* Aim of the task *
Each line of the records that holds "instance" should be shown in full.
----- Data provided -----
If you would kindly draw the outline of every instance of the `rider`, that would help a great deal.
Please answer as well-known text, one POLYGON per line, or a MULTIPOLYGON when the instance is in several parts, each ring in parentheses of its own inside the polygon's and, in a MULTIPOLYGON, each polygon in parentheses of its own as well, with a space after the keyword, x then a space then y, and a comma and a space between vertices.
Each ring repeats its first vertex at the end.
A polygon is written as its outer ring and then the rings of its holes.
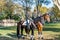
POLYGON ((28 28, 30 29, 29 25, 31 25, 31 23, 33 24, 34 27, 36 27, 35 24, 33 23, 32 18, 31 18, 31 12, 30 12, 30 10, 27 10, 26 17, 27 17, 26 21, 27 21, 28 28))
POLYGON ((36 18, 37 17, 37 10, 34 9, 34 12, 32 13, 32 19, 36 18))
POLYGON ((31 31, 32 31, 31 38, 34 38, 34 32, 33 32, 33 30, 34 30, 34 28, 36 28, 36 25, 34 24, 34 21, 31 18, 31 12, 30 12, 30 10, 27 11, 26 16, 27 16, 27 26, 28 26, 28 29, 31 29, 31 31))
POLYGON ((26 24, 28 29, 30 29, 30 17, 30 10, 26 10, 26 24))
-----
* Answer to this task *
If you would kindly draw the outline of every instance of the `rider`, that would help a great deal.
Please answer as well-known text, one POLYGON per line, or a MULTIPOLYGON when the instance is in several parts, each ring in parentheses of its own inside the polygon's and, in a MULTIPOLYGON, each polygon in parentheses of its own as well, with a space after the keyword, x then a space then y, and a comma and a space between vertices.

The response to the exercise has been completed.